Items listed in a dataset:
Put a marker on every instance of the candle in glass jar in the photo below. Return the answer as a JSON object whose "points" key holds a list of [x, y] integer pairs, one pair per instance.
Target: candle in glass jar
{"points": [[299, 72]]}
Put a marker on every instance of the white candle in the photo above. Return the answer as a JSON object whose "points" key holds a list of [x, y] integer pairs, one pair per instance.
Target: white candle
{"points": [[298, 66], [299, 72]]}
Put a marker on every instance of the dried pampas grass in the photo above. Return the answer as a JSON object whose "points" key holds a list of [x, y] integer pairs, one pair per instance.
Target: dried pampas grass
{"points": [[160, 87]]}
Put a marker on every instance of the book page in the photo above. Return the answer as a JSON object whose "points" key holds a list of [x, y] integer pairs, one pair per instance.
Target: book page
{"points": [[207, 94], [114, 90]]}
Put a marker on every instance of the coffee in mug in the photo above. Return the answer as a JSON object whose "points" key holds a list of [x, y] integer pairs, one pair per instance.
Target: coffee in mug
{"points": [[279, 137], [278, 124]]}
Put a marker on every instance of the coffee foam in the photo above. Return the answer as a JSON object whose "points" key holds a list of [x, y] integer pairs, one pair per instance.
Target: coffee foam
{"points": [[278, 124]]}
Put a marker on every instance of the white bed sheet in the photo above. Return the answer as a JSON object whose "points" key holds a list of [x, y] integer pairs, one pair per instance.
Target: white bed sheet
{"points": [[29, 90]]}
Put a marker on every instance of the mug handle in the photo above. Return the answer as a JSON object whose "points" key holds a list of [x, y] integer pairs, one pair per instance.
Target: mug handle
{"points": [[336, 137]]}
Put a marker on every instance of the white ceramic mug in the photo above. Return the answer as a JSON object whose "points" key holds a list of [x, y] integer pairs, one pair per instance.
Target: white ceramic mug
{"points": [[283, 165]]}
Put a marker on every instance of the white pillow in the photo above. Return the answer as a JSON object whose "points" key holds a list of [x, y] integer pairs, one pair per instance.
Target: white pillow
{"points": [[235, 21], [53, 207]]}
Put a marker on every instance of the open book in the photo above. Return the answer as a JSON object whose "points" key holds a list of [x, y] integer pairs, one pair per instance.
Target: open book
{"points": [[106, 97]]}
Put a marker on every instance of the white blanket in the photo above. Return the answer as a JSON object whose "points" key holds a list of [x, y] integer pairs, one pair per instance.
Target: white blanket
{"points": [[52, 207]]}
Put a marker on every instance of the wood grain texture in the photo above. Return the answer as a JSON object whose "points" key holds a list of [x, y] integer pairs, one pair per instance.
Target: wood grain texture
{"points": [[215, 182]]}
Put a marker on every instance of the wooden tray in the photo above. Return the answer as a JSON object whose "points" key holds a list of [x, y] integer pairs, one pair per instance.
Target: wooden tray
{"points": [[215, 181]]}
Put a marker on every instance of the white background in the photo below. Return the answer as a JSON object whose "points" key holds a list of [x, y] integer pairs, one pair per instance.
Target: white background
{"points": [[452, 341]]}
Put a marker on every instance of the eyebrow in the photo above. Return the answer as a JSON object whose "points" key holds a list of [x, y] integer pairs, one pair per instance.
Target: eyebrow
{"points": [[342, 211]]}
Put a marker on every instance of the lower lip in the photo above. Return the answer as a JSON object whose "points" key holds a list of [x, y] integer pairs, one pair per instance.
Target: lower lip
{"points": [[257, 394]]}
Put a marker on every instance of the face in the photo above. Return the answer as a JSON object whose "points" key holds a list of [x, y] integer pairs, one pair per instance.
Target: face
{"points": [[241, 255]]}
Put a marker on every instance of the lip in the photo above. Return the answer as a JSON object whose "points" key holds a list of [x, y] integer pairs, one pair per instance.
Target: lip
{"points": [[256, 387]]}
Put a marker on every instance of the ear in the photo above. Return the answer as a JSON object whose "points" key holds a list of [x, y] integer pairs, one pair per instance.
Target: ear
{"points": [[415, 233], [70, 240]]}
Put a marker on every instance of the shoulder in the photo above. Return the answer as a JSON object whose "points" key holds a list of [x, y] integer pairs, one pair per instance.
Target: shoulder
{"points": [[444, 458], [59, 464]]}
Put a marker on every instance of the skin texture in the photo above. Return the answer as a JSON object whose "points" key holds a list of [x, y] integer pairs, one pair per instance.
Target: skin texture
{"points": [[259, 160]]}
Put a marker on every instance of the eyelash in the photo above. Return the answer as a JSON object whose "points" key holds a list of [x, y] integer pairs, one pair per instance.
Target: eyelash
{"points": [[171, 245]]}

◆ **JOB**
Reproduce the entries above in full by retyping them exactly.

◆ **RIGHT ANSWER**
Put a marker on every instance of the candle in glass jar in the photo below. Return the answer as a JSON object whose "points" key holds a list of [x, y] integer pairs, one pair per instance.
Target: candle in glass jar
{"points": [[299, 72]]}
Put a marker on every instance of the white candle in the photo above. Return the answer as a JSON object whose "points" key holds a list of [x, y] integer pairs, one pair per instance.
Target: white candle
{"points": [[298, 66], [299, 72]]}
Put a marker on every instance of the dried pampas grass in the photo above. Return the answer as a JSON object whose "points" key holds a list of [x, y] integer pairs, one pair per instance.
Target: dried pampas grass
{"points": [[160, 87]]}
Put a marker on every instance of the book page in the photo above. Return the answer as a JSON object whose "points" key holds a list of [x, y] integer pairs, one pair per instance.
Target: book page
{"points": [[207, 94], [114, 90]]}
Put a marker on every instance of the coffee in mug in the photo above. Return the answer as a JSON object whose "points" key holds a list of [x, y] integer pairs, one pair per instance.
Target: coffee in mug
{"points": [[279, 137], [278, 124]]}
Put a marker on every instance of the coffee foam in the photo above. Return the answer as a JSON object whose "points" key holds a list of [x, y] integer pairs, one pair per instance.
Target: coffee foam
{"points": [[278, 124]]}
Put a marker on every instance of the white bed sheet in the photo above. Return the answer as a JSON object whose "points" key holds a list of [x, y] integer pairs, one pair per instance.
Target: white bed sheet
{"points": [[29, 90]]}
Put a marker on every instance of the mug handle in the photo above. Return the answer as a JSON object whose "points" key holds a list of [x, y] integer pairs, one pair per instance.
Target: mug handle
{"points": [[336, 137]]}
Put a marker on every instance of the white ceramic mug in the photo above. Return the answer as a JSON object whose "points" key holds a list of [x, y] integer pairs, one pair per instance.
Target: white ceramic mug
{"points": [[283, 165]]}
Put a marker on every instance of the white pillow in the photo above. Return the answer as a JSON object whose "points" key holds a list of [x, y] integer pairs, one pair per instance.
Target: white pillow
{"points": [[235, 21], [53, 207]]}
Put a marker on every instance of the open book in the photo above. Return the answer as a JSON object whose "points" key holds a list of [x, y] integer pairs, one pair per instance.
Target: open book
{"points": [[106, 97]]}
Put a marker on every instance of the white blanket in the photo above. Return the answer as a JSON object whose "points" key holds a list of [x, y] integer pairs, one pair per instance.
Target: white blanket
{"points": [[52, 207]]}
Put a marker on every instance of the wood grain texture in the photo above. Return the answer as a JSON object whose "points" key holds a list of [x, y] integer pairs, one pair per instance.
Target: wood grain texture
{"points": [[215, 182]]}
Put a marker on every instance of the wooden tray in the photo above. Return the answer as a JSON object whose "points" key holds a list of [x, y] integer pairs, one pair per instance.
Target: wooden tray
{"points": [[215, 181]]}
Put a marker on every instance of the white background in the photo below. Return the answer as a JSON object whose "points" key holds a list of [x, y] integer pairs, one pair per instance.
Target: white background
{"points": [[452, 341]]}
Put a marker on every instance of the eyebrow in the photo above. Return the answer as a JSON object whose "points" key holds a list of [x, y] integer pairs, one pair per instance.
Target: eyebrow
{"points": [[342, 211]]}
Put a marker on every instance of the lower lip in the photo above. Return the answer as a JSON object whose "points" key holds a list of [x, y] integer pairs, one pair per instance.
Target: lower lip
{"points": [[257, 394]]}
Put a marker on every instance of the face in the photo above. Return the answer as a JSON object whose "points" key holds a list of [x, y] integer pairs, one pair per instance.
Target: face
{"points": [[241, 255]]}
Put a marker on every instance of the lip in the photo above. Return the answer as a JSON object whose "points" key holds a list of [x, y] integer pairs, one pair per instance.
Target: lip
{"points": [[256, 387]]}
Put a marker on every instance of the ear in the photo above. Return the answer as a JSON object whose "points" key holds a list of [x, y] integer pairs, one pair per instance.
Target: ear
{"points": [[415, 233], [70, 240]]}
Put a marker on every instance of the shoulder in the photo above. Return the answer as a JSON object whose "points" key holds a list of [x, y] integer pairs, one pair per instance.
Target: shoulder
{"points": [[444, 458], [59, 464]]}
Put a marker on every instance of the skin texture in the photo above. Return the answer as a JSON object whose "points" key holds a list of [x, y] integer pairs, one pair per instance.
Target: skin texture
{"points": [[259, 160]]}
Put a marker on every instance of the eyelash in the photo above. Return the answer as a JSON object whose "points" key holds a list of [x, y] integer pairs, one pair per instance.
Target: eyelash
{"points": [[171, 245]]}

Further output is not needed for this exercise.